* [Brano di riferimento]:

- - -

Il problema è che non tutte le università sono in grado di rispettare le rigide norme igienico-sanitarie varate negli ultimi mesi e la maggior parte sarà costretta ad aprire i battenti davvero l’anno prossimo. La discussione andrà avanti nei prossimi giorni e lo stesso ministro Manfredi dovrà dare una risposta chiara ai docenti e agli studenti.
Il tutto si risolve nella domanda: è davvero necessario, ora, impedire l’apertura delle università?
Le scuole secondarie di primo e secondo grado hanno retto molto meglio l’ondata del virus, forse in virtù delle diverse relazioni che legano docenti e classi; gestire migliaia e migliaia di studenti universitari ricorrendo esclusivamente ad internet è stato utile e necessario, ma le condizioni sono cambiate. La riflessione critica sulla didattica online va affrontata perché essa ha salvato l’insegnamento, ma rimettendo in discussione la sua stessa natura.
Altro effetto derivante dalla chiusura a oltranza degli atenei è il prodigioso calo delle richieste di affitto, arrivare a -70% rispetto all’anno scorso. Sempre più studenti sono indecisi su cosa fare in vista del nuovo anno accademico. Conviene cercare una stanza in affitto se la didattica proseguirà sullo schermo? È meglio disdire il contratto o aspettare un altro mese? Sono veri e propri dilemmi che non saranno risolti fino a quando non sarà data un forte risposta alle esigenze dei rettori italiani. Nel frattempo sappiamo solo che si prevede un abbandono del 20% dei discenti universitari, costretti a questo clima di dubbi. Una nota positiva è che probabilmente il prezzo medio delle stanze e case in affitto si abbasserà a causa di queste diserzioni.

- - -

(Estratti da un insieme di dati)
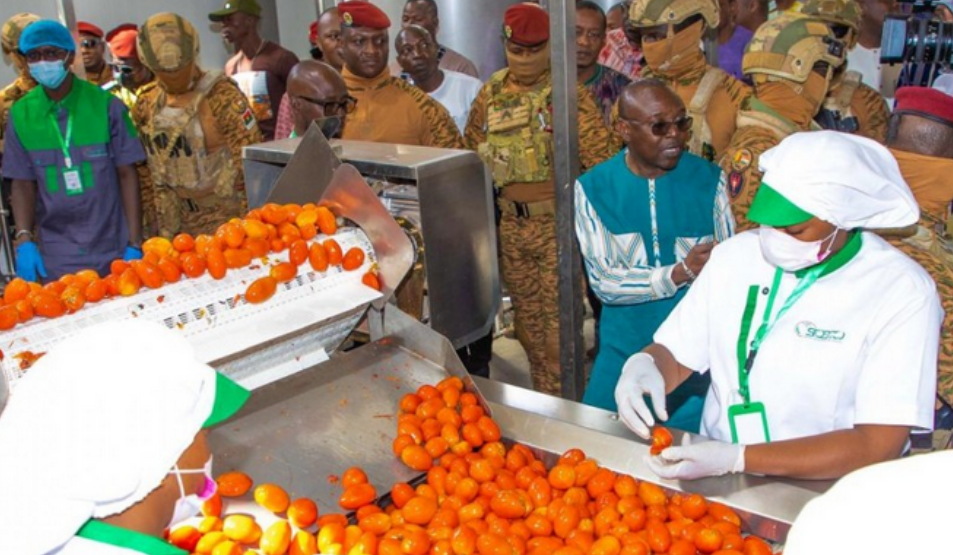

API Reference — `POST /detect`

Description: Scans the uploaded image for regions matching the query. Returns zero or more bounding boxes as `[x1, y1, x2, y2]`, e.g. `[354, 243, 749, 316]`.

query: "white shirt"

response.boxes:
[655, 230, 943, 442]
[847, 43, 901, 110]
[430, 70, 483, 133]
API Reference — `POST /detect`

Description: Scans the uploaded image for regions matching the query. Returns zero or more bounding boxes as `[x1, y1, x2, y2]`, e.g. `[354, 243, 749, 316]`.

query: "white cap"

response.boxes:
[784, 451, 953, 555]
[0, 320, 217, 555]
[759, 131, 920, 229]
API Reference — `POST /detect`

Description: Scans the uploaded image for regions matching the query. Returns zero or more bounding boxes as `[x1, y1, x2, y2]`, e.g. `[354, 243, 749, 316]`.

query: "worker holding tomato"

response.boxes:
[0, 319, 249, 555]
[615, 131, 942, 479]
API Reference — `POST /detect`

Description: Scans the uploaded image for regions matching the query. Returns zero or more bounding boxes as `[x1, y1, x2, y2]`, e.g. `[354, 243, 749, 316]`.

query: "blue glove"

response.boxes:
[122, 245, 142, 262]
[17, 241, 46, 281]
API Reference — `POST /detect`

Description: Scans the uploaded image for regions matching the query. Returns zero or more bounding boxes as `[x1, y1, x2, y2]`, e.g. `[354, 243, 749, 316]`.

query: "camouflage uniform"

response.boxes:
[720, 14, 846, 232]
[464, 69, 621, 395]
[132, 14, 262, 237]
[801, 0, 890, 144]
[629, 0, 751, 161]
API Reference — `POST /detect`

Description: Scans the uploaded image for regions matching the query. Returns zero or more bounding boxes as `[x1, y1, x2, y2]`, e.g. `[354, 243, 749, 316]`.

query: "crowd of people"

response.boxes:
[0, 0, 953, 486]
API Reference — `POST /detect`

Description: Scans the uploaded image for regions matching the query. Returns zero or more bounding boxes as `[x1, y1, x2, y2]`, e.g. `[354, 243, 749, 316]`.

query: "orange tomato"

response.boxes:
[321, 239, 344, 266]
[338, 484, 377, 510]
[341, 247, 364, 272]
[245, 276, 278, 304]
[254, 484, 291, 513]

- - -

* [Domande sul materiale]:
(a) Nel brano sulla riapertura delle università, quale quota di abbandono si prevede tra gli studenti universitari?
(b) Trascriva dal brano sulla riapertura delle università il tratto che va da "Le scuole secondarie" fino a "sua stessa natura.".

* [Risposte ai quesiti]:
(a) Si prevede un abbandono del 20% dei discenti universitari.

(b)
Le scuole secondarie di primo e secondo grado hanno retto molto meglio l’ondata del virus, forse in virtù delle diverse relazioni che legano docenti e classi; gestire migliaia e migliaia di studenti universitari ricorrendo esclusivamente ad internet è stato utile e necessario, ma le condizioni sono cambiate. La riflessione critica sulla didattica online va affrontata perché essa ha salvato l’insegnamento, ma rimettendo in discussione la sua stessa natura.